**Trecho do documento:**
A aparente simplicidade não esconde seus méritos mais complexos, como a da encenação que busca nos códigos do artifício, uma comunicação com um recorte cotidiano da vida. Sandra é uma arquiteta que tem dificuldade em conseguir um novo emprego, e precisa recuperar uma imagem de sua mãe, qualquer uma; o rosto dela está se perdendo no tempo. Mari é uma chef prestes a conseguir a sonhada promoção no restaurante onde trabalha, e tem uma relação pouco culpada com o passado familiar. Criadas não nomina o caos exterior pelo qual ambas passam a viver, mas o racismo as persegue por onde elas vão; a surpresa do roteiro acontece a partir do momento em que o filme passa a investigar profundamente as origens do desacerto entre essas duas primas.
A relação entre as duas primas não nasce no que vemos, mas no que está fora do quadro, temporal inclusive. É muito interessante como Rodrigues utilize, em sua abertura, uma cena já em andamento, como se estivesse aludindo a respeito de algo que não tem começo mesmo, verdadeiramente. Sandra e Mari cresceram juntas, logo não existe algo a nascer entre elas; a dinâmica nociva é anterior às suas existências, provavelmente. Criadas flagra o hoje, ainda que rasgue essa contemporaneidade de uma maneira abrupta; de repente, é o conflito de sempre, adormecido, que volta à sombrear essa relação que viveu em torno desse aspecto.
Porém, não há conserto no que não foi tentado consertar. Dessa forma, a abertura de Criadas se conecta ao desfecho no sentido da organização do caos, porque era preciso chegar naquele estágio para que algo, enfim, pudesse sonhar com algum tipo de florescer. Mas o que está na ordem do dia aqui é a manutenção dessas relações, e não o lugar de onde elas partem ou onde terminarão; suas importâncias são óbvias, mas elas não definem o todo. O que vemos acontecer de forma gradual é a toxicidade nossa de cada dia, que não pede licença porque nem se imagina negativa; é a entranha mais profunda de um lugar, representado fisicamente por uma casa palco de horrores emocionais.

**Listagem fornecida:**

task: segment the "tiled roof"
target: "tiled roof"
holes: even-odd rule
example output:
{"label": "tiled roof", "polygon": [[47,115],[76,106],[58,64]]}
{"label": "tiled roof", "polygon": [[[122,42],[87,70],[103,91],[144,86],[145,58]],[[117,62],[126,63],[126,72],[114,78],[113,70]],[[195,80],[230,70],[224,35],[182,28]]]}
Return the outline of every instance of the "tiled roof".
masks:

**Questões de estudo:**
1. No trecho sobre o filme Criadas, qual é a profissão de Sandra?
2. Prossiga o trecho sobre o filme Criadas a partir da última frase apresentada.
A listagem não tem nenhum papel nesta parte.

**Respostas numeradas:**
1. Sandra é arquiteta.

2.
Criadas estabelece discussões que vagam pelas entrelinhas de um status polêmico porque não apenas mostra relações de submissão e vínculos escravagistas dentro de uma família. Ele move as garras do racismo e do classicismo entre pessoas pretas, e para isso, a próxima categorização a ser debatida é a do colorismo, que o filme banca. Mas é bom que seja observado como nada em cena narrativa é feito de maneira explícita, porque quase nada na vida real é feito de maneira explícita. São sinais diários, são estranhezas de tom e construções de frases que não se furtam em esbarrar na violência mais comum, que é a cujo sangramento ocorre por dentro de quem é machucado.
A beleza da fotografia de Julia Zakia (diretora de Rã ao lado de Cavalcanti) realça os contrastes entre duas personagens que deveriam ser cúmplices, mas que se encontram em contradições constantes. É uma luz que marca suas ações de formas distintas, mas que se relacionam de maneiras intercaladas; quando uma ação é quente de parte de uma das duas, a recepção da luz para a outra é esfriada, e vice-versa. Estamos diante de um jogo que precisa de reflexão de quem bate e de quem apanha, porque a lembrança das ações deve ser mútua e contínua. Só assim os erros do passado (nossos ou de quem veio antes de nós) possam ganhar ressonância a ponto de, aí sim, permitir o silêncio da reflexão. Mas antes, que venham os embates.